→ **Objective**:
Rewrite the records from the line with "Here's a bet: you won't be able to pinpoint the woman" to the line with "359 221 486 621", replacing "bet" with "wager" and leaving everything else unchanged.

→ **Input**:

====

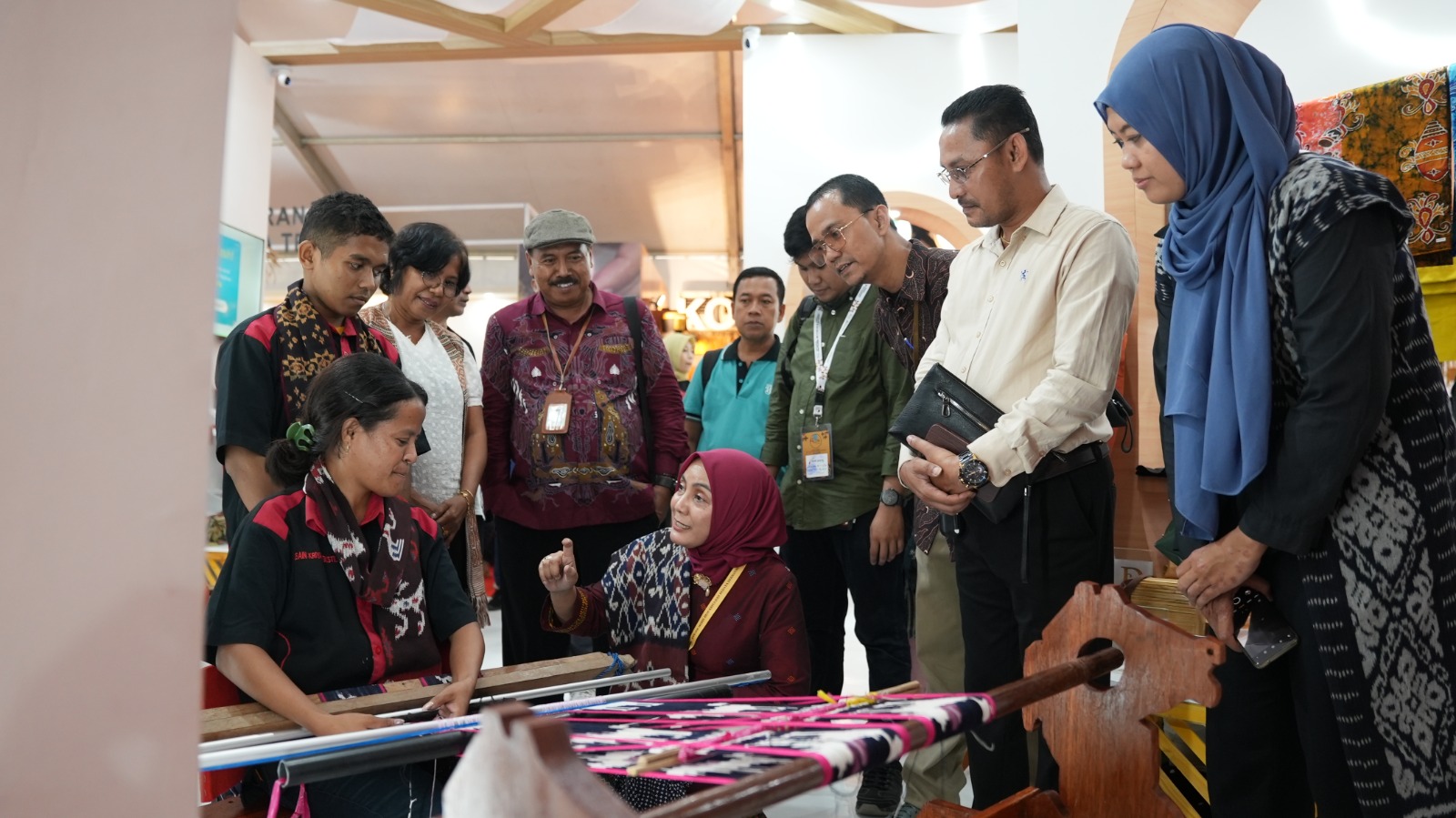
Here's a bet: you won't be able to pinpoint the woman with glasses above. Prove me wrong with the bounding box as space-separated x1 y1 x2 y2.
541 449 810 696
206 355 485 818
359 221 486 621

====

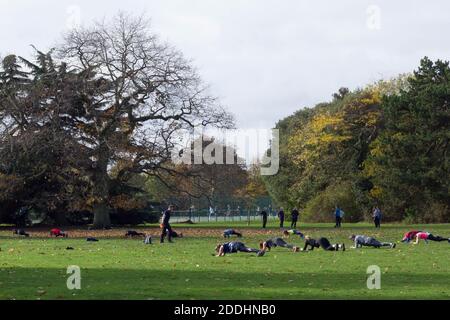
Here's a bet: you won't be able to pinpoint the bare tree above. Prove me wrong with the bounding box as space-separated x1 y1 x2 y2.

====

→ **The answer**:
Here's a wager: you won't be able to pinpoint the woman with glasses above. Prove me wrong with the bounding box as space-separated x1 y1 x2 y2.
541 449 810 696
206 355 485 818
359 221 486 621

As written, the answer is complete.